When fighting for human rights and justice indigenous nations use the legal system imposed upon them by the settlers. After decades or centuries of dealing with these systems  indigenous nations are much better equipped to protect their interests. More and more indigenous scholars are very familiar with the western judicial system after running through western education programmes, holding Master’s degrees and PhDs.
However, the immense legal costs forced to pay make it impossible for some to properly protect their interests. The landmark ruling which backs native self-determination in the case of the Tsilhqot’in First Nations in British Columbia, Canada, within the BC Treaty Process took a decade to complete and cost close to 30 million dollars. There are a lot of nations not able to wait so long for a decision nor able to raise sufficient funds and get good lawyers.

Legal systems the world over can be very cumbersome, expensive and slow. Lawsuits might cause bankruptcy. Big companies are very much aware of this and with immense financial power behind them employ legal battles and strategies to gain more control. The sting of multinational companies long legal arms can be very irritating. Monsanto, the giant agro-chemical company which is at the forefront of developing genetically modified foods, accused North American farmers of patent infringements. Many of these farmers have reached out-of-court settlements with Monsanto. They cannot pay the legal fees of their savings, plus time, travel and compensation for labour when away from their farms. They simply give in when Monsanto offers to withdraw the legal challenge if the farmers sign a contract to buy their seeds from Monsanto in the future and to pay a technology use fee. To put it bluntly: This is blackmail.

==*==

### Task instructions:
**a)** Restate the passage on indigenous nations and legal systems, starting with "When fighting for" and going on through "degrees and PhDs.", and replace "settlers" with "colonizers".
**b)** Write the next part of the passage on indigenous nations and legal costs, picking up after its final sentence.

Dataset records
==*==

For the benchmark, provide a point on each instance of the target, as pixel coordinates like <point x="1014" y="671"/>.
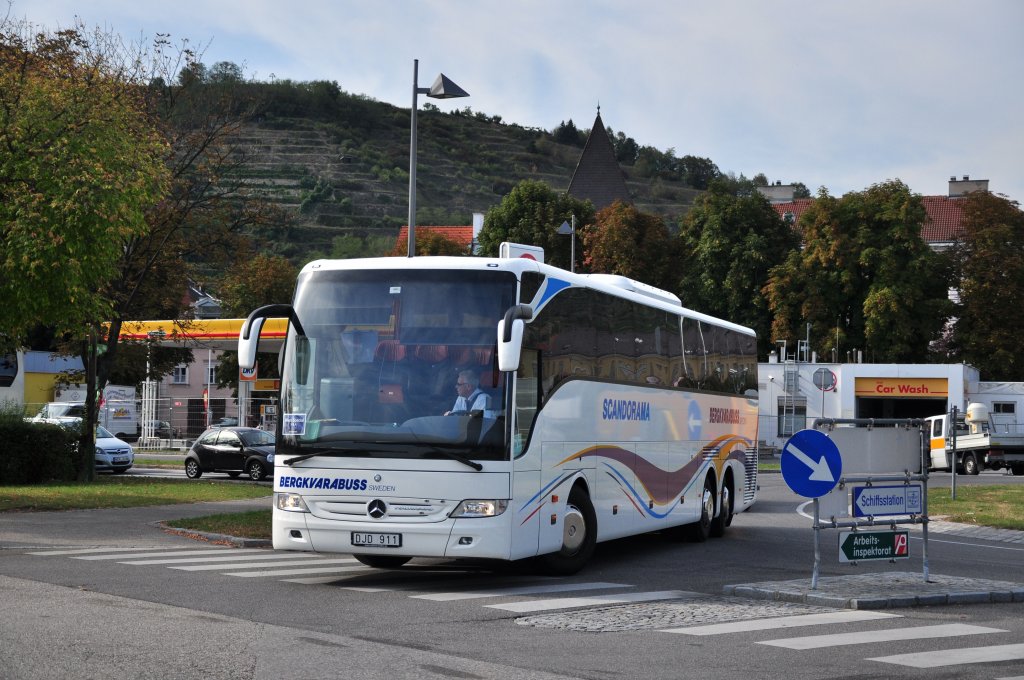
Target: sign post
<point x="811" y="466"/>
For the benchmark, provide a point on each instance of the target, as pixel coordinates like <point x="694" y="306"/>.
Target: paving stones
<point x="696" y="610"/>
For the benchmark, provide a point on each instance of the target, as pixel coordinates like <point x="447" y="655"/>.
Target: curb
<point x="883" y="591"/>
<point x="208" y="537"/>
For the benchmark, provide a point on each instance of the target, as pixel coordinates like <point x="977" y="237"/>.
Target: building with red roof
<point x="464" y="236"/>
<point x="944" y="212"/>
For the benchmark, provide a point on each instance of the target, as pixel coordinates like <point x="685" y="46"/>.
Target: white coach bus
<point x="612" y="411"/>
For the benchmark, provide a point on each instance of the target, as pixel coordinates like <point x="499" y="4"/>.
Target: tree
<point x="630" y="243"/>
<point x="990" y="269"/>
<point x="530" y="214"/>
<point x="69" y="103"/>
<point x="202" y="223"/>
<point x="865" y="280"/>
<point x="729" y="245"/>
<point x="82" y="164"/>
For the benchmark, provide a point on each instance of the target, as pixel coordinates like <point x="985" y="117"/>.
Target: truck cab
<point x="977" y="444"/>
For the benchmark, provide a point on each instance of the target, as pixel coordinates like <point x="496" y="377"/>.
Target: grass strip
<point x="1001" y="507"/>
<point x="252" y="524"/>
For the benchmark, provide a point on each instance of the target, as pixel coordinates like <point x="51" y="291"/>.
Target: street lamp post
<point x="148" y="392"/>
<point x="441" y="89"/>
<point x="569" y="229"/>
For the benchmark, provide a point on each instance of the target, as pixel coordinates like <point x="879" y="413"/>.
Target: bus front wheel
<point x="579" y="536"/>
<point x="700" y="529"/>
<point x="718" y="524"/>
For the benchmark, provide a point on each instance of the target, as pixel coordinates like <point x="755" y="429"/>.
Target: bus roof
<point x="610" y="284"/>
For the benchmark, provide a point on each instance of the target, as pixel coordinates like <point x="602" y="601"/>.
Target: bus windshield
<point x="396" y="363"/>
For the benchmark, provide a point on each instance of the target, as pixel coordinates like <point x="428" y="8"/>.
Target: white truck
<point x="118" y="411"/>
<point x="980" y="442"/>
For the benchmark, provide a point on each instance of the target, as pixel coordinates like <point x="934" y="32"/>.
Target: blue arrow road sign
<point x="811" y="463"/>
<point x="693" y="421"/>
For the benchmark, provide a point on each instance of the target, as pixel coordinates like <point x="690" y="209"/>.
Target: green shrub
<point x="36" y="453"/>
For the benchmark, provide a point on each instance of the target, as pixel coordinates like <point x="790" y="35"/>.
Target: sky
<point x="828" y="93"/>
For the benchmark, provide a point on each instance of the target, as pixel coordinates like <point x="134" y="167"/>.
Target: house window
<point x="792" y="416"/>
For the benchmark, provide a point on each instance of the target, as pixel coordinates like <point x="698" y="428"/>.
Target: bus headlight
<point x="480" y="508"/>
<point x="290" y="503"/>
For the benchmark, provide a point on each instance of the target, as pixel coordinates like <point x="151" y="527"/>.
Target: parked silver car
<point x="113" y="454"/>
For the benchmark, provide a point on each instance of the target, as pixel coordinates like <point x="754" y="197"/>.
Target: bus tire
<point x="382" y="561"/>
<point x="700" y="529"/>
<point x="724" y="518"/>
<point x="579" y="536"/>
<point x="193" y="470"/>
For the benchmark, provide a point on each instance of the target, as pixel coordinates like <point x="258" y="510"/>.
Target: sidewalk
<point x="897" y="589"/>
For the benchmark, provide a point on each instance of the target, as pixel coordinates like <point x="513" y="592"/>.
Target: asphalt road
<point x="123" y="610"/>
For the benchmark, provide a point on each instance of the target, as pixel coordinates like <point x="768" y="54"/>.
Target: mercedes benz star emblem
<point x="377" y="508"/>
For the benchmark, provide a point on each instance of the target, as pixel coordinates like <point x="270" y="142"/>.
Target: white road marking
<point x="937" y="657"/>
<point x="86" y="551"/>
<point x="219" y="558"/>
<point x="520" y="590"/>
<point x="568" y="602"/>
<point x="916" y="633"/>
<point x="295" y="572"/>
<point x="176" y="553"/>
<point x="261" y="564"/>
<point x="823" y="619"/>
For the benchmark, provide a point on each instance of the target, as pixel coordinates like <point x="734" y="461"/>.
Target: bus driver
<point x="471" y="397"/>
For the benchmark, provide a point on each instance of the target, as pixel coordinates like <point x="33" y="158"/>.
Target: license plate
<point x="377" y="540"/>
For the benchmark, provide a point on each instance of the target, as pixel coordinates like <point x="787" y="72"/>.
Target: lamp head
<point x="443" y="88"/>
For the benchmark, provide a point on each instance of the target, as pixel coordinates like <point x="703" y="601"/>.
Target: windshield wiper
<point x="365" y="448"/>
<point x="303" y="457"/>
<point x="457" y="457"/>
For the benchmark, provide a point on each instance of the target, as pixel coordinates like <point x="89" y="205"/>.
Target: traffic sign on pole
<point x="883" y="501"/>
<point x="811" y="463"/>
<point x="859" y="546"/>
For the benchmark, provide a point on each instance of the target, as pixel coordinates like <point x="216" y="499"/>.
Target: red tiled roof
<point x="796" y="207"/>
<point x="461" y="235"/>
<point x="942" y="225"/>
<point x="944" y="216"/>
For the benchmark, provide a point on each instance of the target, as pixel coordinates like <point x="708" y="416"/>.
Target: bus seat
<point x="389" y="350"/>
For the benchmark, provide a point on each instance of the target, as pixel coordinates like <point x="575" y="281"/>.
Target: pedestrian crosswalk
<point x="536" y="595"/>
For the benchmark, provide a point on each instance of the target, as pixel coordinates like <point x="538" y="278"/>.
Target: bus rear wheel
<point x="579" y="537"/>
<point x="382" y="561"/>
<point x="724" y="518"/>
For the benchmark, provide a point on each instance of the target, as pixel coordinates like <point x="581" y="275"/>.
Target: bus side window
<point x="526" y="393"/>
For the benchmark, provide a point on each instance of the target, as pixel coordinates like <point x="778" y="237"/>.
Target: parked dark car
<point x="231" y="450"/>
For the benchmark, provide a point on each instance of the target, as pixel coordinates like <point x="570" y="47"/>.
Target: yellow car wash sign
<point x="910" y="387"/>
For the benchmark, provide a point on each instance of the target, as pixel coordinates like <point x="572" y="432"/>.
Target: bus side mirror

==*==

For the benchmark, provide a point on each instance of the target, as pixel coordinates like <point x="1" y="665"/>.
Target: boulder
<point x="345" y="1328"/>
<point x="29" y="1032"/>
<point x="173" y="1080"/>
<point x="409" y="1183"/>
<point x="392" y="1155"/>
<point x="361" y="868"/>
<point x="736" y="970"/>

==*==

### Outputs for the tasks:
**a)**
When fighting for human rights and justice indigenous nations use the legal system imposed upon them by the colonizers. After decades or centuries of dealing with these systems  indigenous nations are much better equipped to protect their interests. More and more indigenous scholars are very familiar with the western judicial system after running through western education programmes, holding Master’s degrees and PhDs.

**b)**
While eye-popping to most, the sum big companies pay for legal fees does not hurt those  companies. Merck spent more than $1.2 billion on Vioxx-related legal fees after withdrawing its pain medication Vioxx from the market in September 2004. Patients taking the drug suffered injury or even died. The settlement payment of $ 4,85 billion to settle 27,000 lawsuits represents less than one year’s profits for the copmapny, the third-largest American drug maker.

Sure, in the end the lawyers always win. However it is up to each and everyone of us to assist and support courageous people fighting a cause we deeply believe in, defending biodiversity, challenging environmental and moral perversity of current practices. It does not take so much if we all share.